** begin PASSAGE SHOWN **
# Howdy



## Nolerama (Apr 5, 2008)

It's nice to see a community like this. I'm from St. Louis, MO and enjoy learning. I'm 25 and currently interested in mixed martial arts. I hope to be able to add my insight to this forum, as well as learn from the wealth of knowledge a forum like this can provide.


----------



## arnisador (Apr 5, 2008)

Welcome!


----------



## hapkenkido (Apr 5, 2008)

*hello and welcome to MT.*


----------



## kidswarrior (Apr 5, 2008)

Welcome to MartialTalk.


----------



## terryl965 (Apr 5, 2008)

Welcome and enjoy


----------



## MBuzzy (Apr 5, 2008)

Welcome to MT!


----------



## Kacey (Apr 5, 2008)

Welcome, and happy posting!  :wavey:


----------



## Ping898 (Apr 5, 2008)
** end PASSAGE SHOWN **
• WHAT IS NEEDED:
Write the next part of the "Howdy" forum thread, picking up right after its final line.
** begin INFORMATION PROVIDED **
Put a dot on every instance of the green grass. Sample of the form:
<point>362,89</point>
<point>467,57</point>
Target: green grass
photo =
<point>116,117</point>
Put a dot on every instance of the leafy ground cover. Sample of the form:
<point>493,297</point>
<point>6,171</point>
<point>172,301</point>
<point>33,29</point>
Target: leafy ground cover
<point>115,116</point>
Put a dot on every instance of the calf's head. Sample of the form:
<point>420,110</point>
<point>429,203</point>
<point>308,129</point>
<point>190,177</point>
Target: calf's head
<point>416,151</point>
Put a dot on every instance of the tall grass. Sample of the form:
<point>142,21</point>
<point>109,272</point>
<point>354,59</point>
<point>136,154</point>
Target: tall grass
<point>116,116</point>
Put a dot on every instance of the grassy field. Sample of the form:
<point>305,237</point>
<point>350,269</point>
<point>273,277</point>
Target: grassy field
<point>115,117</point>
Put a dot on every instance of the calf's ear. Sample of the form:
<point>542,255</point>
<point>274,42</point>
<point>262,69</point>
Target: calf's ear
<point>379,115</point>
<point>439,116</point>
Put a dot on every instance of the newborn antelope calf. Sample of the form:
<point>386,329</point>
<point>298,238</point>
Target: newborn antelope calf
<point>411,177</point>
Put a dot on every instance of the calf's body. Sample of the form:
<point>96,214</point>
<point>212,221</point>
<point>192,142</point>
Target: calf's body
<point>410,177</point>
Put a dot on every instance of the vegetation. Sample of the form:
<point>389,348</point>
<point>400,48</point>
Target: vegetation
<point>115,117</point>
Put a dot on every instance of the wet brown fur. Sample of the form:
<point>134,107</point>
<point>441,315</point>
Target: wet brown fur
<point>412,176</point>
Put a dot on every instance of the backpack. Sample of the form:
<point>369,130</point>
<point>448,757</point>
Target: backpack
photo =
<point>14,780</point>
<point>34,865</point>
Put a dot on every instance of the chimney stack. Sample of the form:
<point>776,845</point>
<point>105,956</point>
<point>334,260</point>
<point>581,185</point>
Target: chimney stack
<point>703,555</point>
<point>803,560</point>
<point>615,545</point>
** end INFORMATION PROVIDED **
• FINAL ANSWER:
Welcome to MT  :wavey:


----------



## IcemanSK (Apr 5, 2008)

Welcome to the boards.


----------



## Sukerkin (Apr 5, 2008)

Wlcome aboard, *nolerama*.  Enjoy your time here browsing about and adding your views to the mix.


----------



## Hawke (Apr 5, 2008)

Greetings nolerama,

Welcome to Martial Talk.

Lots of friendly folk here.  Have fun posting and reading.


----------



## morph4me (Apr 5, 2008)

Hello, welcome to MT


----------



## Jack Meower (Apr 6, 2008)

Greetings!


----------



## myusername (Apr 6, 2008)

Hello there Nolerama and welcome to MT


----------



## Steel Tiger (Apr 6, 2008)

Hello and welcome to MT.


----------



## stickarts (Apr 6, 2008)

welcome!


----------



## Dagney Taggert (Apr 7, 2008)

Welcome!


----------



## 14 Kempo (Apr 10, 2008)

Hello and welcome to MartialTalk ... enjoy!


----------



## OnlyAnEgg (Apr 23, 2008)

Welcome to Martial Talk!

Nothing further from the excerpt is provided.